Point localization data
== == ==

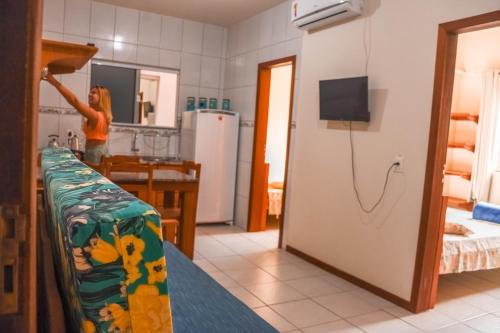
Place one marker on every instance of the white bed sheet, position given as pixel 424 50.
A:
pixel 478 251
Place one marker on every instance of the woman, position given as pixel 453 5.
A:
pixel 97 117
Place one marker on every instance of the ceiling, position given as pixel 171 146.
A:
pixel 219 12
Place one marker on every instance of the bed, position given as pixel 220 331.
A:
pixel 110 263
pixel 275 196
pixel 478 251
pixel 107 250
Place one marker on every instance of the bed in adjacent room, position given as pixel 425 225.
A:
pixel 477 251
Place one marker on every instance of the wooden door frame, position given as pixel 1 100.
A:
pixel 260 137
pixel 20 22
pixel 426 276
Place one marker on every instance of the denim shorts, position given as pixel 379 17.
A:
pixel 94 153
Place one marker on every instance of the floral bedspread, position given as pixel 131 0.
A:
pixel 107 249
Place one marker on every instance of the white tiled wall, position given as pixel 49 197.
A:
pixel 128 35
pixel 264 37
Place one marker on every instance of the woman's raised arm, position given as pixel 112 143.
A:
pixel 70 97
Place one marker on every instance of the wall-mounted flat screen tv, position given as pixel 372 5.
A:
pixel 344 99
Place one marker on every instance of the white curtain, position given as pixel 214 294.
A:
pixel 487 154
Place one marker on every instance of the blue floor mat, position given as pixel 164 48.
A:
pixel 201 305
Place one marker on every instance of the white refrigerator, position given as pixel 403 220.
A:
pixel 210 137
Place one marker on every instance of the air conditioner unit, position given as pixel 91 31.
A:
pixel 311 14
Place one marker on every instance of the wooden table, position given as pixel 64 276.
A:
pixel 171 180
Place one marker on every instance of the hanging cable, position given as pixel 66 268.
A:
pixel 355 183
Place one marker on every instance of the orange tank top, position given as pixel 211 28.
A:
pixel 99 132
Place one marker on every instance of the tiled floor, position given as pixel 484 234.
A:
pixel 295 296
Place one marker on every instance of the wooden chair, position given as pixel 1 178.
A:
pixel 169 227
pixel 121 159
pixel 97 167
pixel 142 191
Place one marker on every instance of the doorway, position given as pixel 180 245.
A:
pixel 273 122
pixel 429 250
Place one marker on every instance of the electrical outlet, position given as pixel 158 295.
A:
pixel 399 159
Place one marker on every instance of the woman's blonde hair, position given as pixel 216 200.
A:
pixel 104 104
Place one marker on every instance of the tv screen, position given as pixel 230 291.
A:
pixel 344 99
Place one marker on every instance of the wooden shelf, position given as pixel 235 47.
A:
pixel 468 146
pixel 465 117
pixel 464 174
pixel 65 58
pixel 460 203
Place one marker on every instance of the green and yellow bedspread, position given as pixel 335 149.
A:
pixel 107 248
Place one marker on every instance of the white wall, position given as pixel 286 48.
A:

== == ==

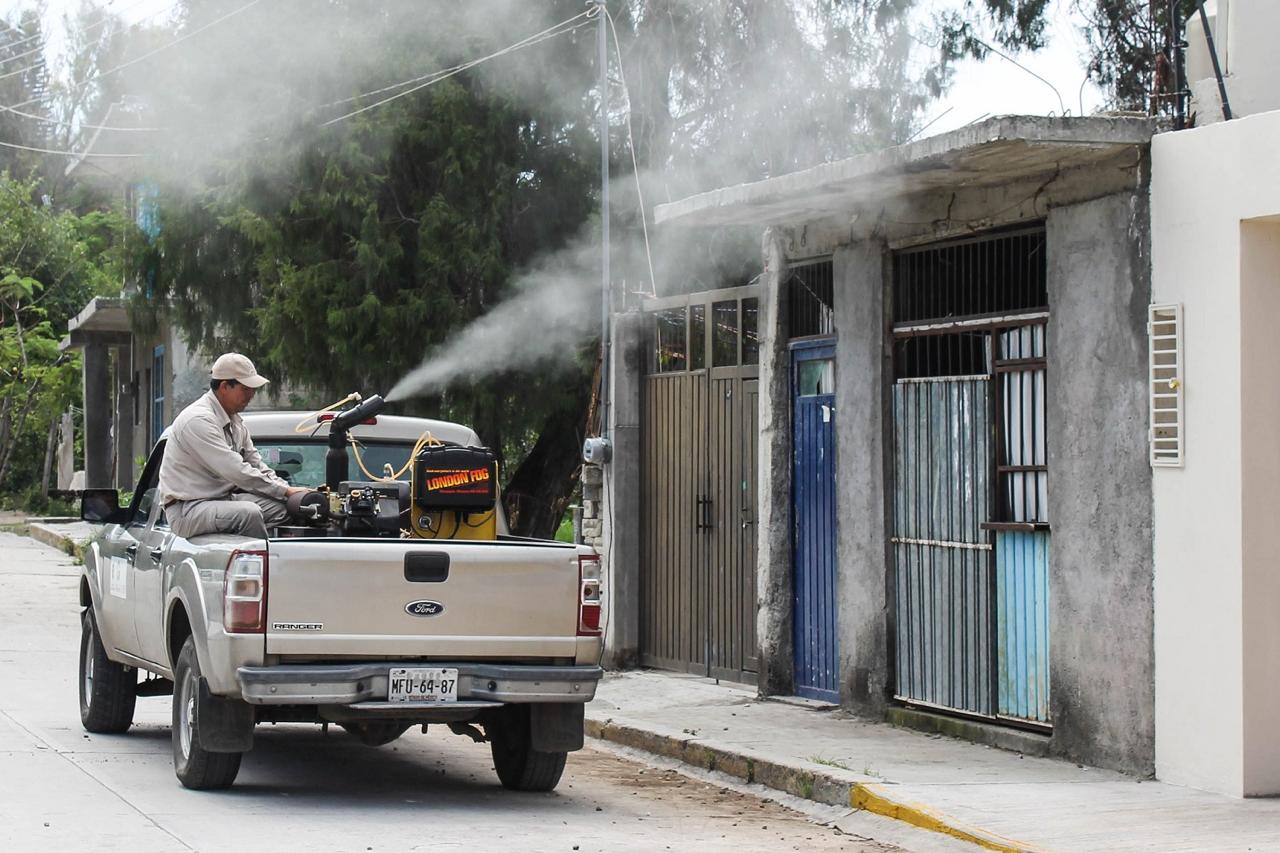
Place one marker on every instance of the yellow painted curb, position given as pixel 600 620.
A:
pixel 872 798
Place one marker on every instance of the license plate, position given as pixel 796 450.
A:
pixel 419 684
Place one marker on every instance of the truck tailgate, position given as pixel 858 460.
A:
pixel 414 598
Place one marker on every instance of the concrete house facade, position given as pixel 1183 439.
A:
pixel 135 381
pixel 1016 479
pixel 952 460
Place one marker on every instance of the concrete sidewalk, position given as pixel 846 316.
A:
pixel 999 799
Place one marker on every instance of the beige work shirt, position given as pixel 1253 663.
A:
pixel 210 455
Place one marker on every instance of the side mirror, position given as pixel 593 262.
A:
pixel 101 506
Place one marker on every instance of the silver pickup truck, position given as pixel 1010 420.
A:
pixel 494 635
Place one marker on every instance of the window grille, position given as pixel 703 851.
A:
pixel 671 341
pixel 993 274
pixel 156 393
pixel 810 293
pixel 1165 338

== == ==

Task prompt –
Copy out the lines of the records above in which the string "tiled" appears.

Answer below –
Place one marker on every instance of the white tiled wall, position given as pixel 49 197.
Place one marker on every instance of the tiled floor, position given as pixel 484 234.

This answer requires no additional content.